TEXTO FORNECIDO
▬▬▬▬▬▬
O MARTÍRIO
CRISTÃO: TESTEMUNHO E COMUNHÃO
Maria
Clara Lucchetti Bingemer
Os
quatro primeiros séculos do Cristianismo foram marcados por violentas
perseguições que levaram à morte muitos cristãos. A palavra usada para designar
essa morte violenta sofrida por fidelidade a Jesus Cristo é a palavra martírio, que em grego significa testemunho. O Cristianismo, portanto,
considera os mártires de ontem e de hoje como testemunhas fiéis de Jesus
Cristo, que chegaram até o ponto de derramar seu sangue para proclamar sua
pessoa e sua mensagem.
Se
se tivesse que caracterizar com uma palavra a originalidade do martírio da
Igreja antiga com relação ao das épocas ulteriores, cremos que a questão se
centraria, sobretudo no aspecto catequético e missionário. A pequena seita que
era o cristianismo dos primeiros tempos espalha rapidamente pelo mundo
conhecido de então uma novidade espantosa: Deus, feito homem, nasceu, viveu,
morreu e ressuscitou por nossa salvação e isto é anunciado às duas sociedades
religiosamente heterogêneas, mas historicamente entrelaçadas que são o
paganismo greco-romano e o judaísmo.
O
martírio acontece juntamente com o trabalho missionário do anúncio (kerygma) e
aprofundamento do anúncio (catequese) dos primeiros missionários. A morte dos
mártires, portanto, em conseqüência da violência que sofrem, é quase – por
assim dizer – uma morte “didática”. Os primeiros cristãos morrem por Cristo e
por recusar prestar culto a outros deuses, em fidelidade a Ele. Mas morrem
também como Cristo, imitando sua Paixão, que assim é dada novamente a ver no sacrifício
de seus discípulos.
O
martírio dá também testemunho da distância entre culturas. Ao mesmo tempo em
que o anúncio cristão é desde os inícios, um anúncio inculturado há uma
distância entre culturas, cavada pelo Evangelho, que é tão patente que as duas
sociedades respondem pela suspeita e pela rejeição. Cada uma tem suas razões. Os
Judeus não podem admitir a idéia de um Deus encarnado. Os pagãos, que são mais
tolerantes neste sentido, têm outras razões para perseguir os cristãos. Roma
detém o poder, que por sua vez foi retirado dos gregos e judeus, de aplicar a
pena capital colocando o César como de direito divino. Ora, os cristãos não
reconhecem essa prerrogativa no Imperador. Não chamam o César de “senhor” pois
para eles há um só Senhor.
Os
romanos pelos suplícios infligidos aos cristãos, preenchem então uma tríplice
função: punir, dissuadir e divertir, já que as execuções em geral acontecem em
meio aos jogos circenses, com os cristãos jogados às feras, expostos ao grande
público.
▬▬▬▬▬▬
OBJETIVO PROPOSTO
Resuma em três frases o texto sobre o martírio cristão.
▬▬▬▬▬▬
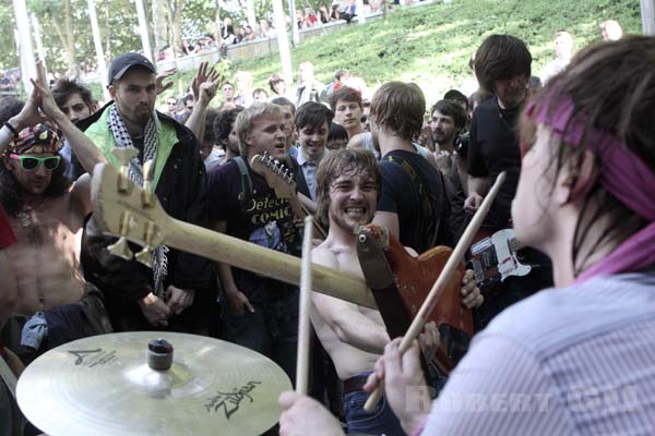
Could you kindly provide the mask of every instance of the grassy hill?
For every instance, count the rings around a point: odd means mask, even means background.
[[[389,0],[388,0],[389,1]],[[445,90],[471,81],[468,59],[486,36],[515,35],[525,40],[533,55],[533,74],[553,58],[552,39],[558,31],[573,35],[575,48],[600,40],[598,24],[617,20],[624,34],[641,34],[639,0],[452,0],[414,8],[396,8],[386,20],[344,28],[301,43],[291,49],[295,74],[298,64],[311,61],[317,78],[329,83],[338,69],[347,69],[376,88],[390,80],[416,82],[428,104]],[[281,73],[278,55],[235,61],[227,69],[234,80],[237,70],[250,71],[255,87],[269,89],[267,80]],[[193,74],[178,74],[188,86]],[[100,87],[92,85],[94,94]],[[174,87],[178,89],[178,86]],[[164,93],[159,102],[177,93]],[[213,106],[221,102],[221,95]]]
[[[639,0],[453,0],[406,8],[365,25],[350,24],[315,37],[291,51],[294,69],[308,60],[317,77],[327,83],[345,68],[374,87],[390,80],[416,82],[432,102],[471,76],[468,59],[483,39],[507,33],[524,39],[533,53],[533,72],[553,57],[552,39],[569,31],[575,47],[600,39],[598,24],[617,20],[627,34],[640,34]],[[251,71],[267,88],[281,72],[277,56],[234,62],[230,71]]]

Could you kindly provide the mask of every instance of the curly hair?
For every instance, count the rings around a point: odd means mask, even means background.
[[[536,107],[545,107],[551,114],[564,99],[573,102],[567,131],[574,129],[572,120],[581,117],[586,120],[577,144],[562,144],[560,141],[553,146],[549,164],[555,166],[556,179],[564,166],[573,177],[581,174],[584,155],[587,152],[595,156],[593,171],[604,173],[598,144],[588,140],[593,129],[607,132],[626,144],[655,172],[653,64],[653,37],[633,36],[618,41],[596,44],[582,49],[563,72],[535,95],[533,101]],[[532,144],[535,141],[536,123],[524,113],[520,128],[522,143]],[[562,133],[562,137],[567,137],[567,132]],[[611,241],[626,239],[647,225],[644,218],[609,193],[599,179],[586,191],[581,207],[572,249],[576,272],[580,272],[596,249]],[[588,231],[602,217],[608,218],[604,234],[595,241],[586,257],[582,257],[581,249]]]

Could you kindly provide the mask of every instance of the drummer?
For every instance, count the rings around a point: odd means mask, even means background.
[[[357,259],[356,238],[360,226],[371,221],[380,193],[380,168],[371,152],[346,148],[329,154],[318,172],[318,215],[330,223],[325,241],[312,252],[312,262],[364,277]],[[468,272],[462,281],[462,302],[474,307],[483,298]],[[403,434],[389,405],[381,401],[367,413],[361,389],[390,338],[380,312],[312,292],[312,325],[344,382],[344,414],[353,433]],[[432,354],[439,343],[433,323],[426,329],[424,351]],[[427,359],[427,358],[426,358]]]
▬▬▬▬▬▬
EXERCÍCIO RESOLVIDO
Nos quatro primeiros séculos do Cristianismo, muitos cristãos morreram em perseguições violentas, e essa morte sofrida por fidelidade a Jesus Cristo recebe o nome de martírio, palavra grega que significa testemunho. O martírio acompanhava o anúncio e a catequese dos primeiros missionários, e os mártires morriam por Cristo e também como Cristo, imitando sua Paixão. Ele testemunhava ainda a distância entre culturas, pois os judeus não admitiam um Deus encarnado e os cristãos não reconheciam o César como senhor, e para os romanos os suplícios serviam para punir, dissuadir e divertir.